Source excerpt:
# # # #

A precision platformer with a pixel-art aesthetic and a story featuring themes of mental health and self-acceptance. Play as Madeline, a young woman attempting to reach the summit of Celeste Mountain to prove to herself that she can - and dealing with her inner demons along the way.

The climb is accomplished via a series of platforming challenges. Madeline has a handful of abilities including a jump, an omni-directional air dash, and a stamina-based wall-climb which are all replenished by standing on solid ground. Challenges vary considerably between chapters, as new mechanics are regularly added to change things up (such as midair crystals that replenish your abilities or platforms that move when you air dash). Some areas involve exploration or light puzzle-solving while others add time pressure via threats that chase you.

The player must figure out how to use their limited tools to overcome the game’s obstacles and hazards and get to the next area - and then must execute their solution with precise positioning and timing. Being off by a few pixels or a fraction of a second often spells death, though this just means an immediate reset to the beginning of the current area. The player is expected to fail many, many times along the way and the game even keeps a running counter of the number of deaths in each chapter - but given the story’s themes, it seems clear that a high death count is a badge of honor rather than a mark of shame, as it shows that the player persevered in the face of great difficulty until they emerged victorious.

It’s worth noting that even though most areas are not larger than a few screens, they can be tight with challenges and dying late in an area will require you to redo all the early parts of that area too. This seems to be standard for precision platformers and I found it to be about as prominent here as it was in Super Meat Boy. Whether it’s a problem for you will depend on how you normally feel about punishment in games - I’m quite sensitive to it and it did put me off the gameplay.

Along her journey, Madeline meets a few other characters and her journey is punctuated by a handful of dialog and character-building scenes. This context adds emotional weight and meaning to the gameplay, and although there are long stretches without dialog or story, their context is always there in the background to provide a reason to be doing what you’re doing. For players who relate to Madeline’s struggles with anxiety and self-doubt, completing the game to prove that they can will mirror Madeline’s attempt to scale the mountain to prove that she can. The harmony between story and gameplay can be powerful and uplifting.

# # # #

Dataset excerpt:
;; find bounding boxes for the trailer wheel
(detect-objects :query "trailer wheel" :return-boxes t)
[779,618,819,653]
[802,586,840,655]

# # # #

Pick up the Celeste review after its last sentence and keep writing it. The listing is separate material and has nothing to do with the Celeste review.

The output:
In keeping with the game’s themes of pushing oneself for the sake of it, the vast majority of the game’s challenge is actually optional. While you do need to progress through each area to get to the next, you don’t need to pick up any of the collectibles along the way, but you can go for them if you want the satisfaction of overcoming additional challenge. Some collectibles also unlock harder side levels or additional chapters of gameplay, but none of them are required to see the story through.

Famously, the game also includes an optional “Assist Mode” with several options for fine-tuning the gameplay. You can reduce its speed if you want more time to react, remove the stamina limit on wall-climbing, grant an additional air dash (or just set it to infinite), turn on invincibility so you never die, or skip entire chapters to proceed to the next. Celeste is a game about overcoming difficulty, and these options mean as many players as possible can find the right level of difficulty for them - or even remove it entirely and just blast through to see the world and the story.

Overall, Celeste is a well-executed precision platformer with an uplifting story and impressive accessibility options. If you enjoy this genre of gameplay or you want to overcome a difficult but fair challenge to prove to yourself that you can, Celeste is for you.

I Stopped Playing When: I got through the first couple of chapters without Assist Mode, then got tired of redoing early parts of areas when I died on a later part. I gradually turned on Assist Mode options over the next couple chapters until I was invincibly flying through every area. I finished the main story to see what would happen and did not return for optional or post-game content.

Docprof's Rating:

Two Stars: Meh. The game has some merit - it probably held my attention for at least an hour or I came back to it for more than one play session. But there wasn't enough draw for me to stick with it for the long haul.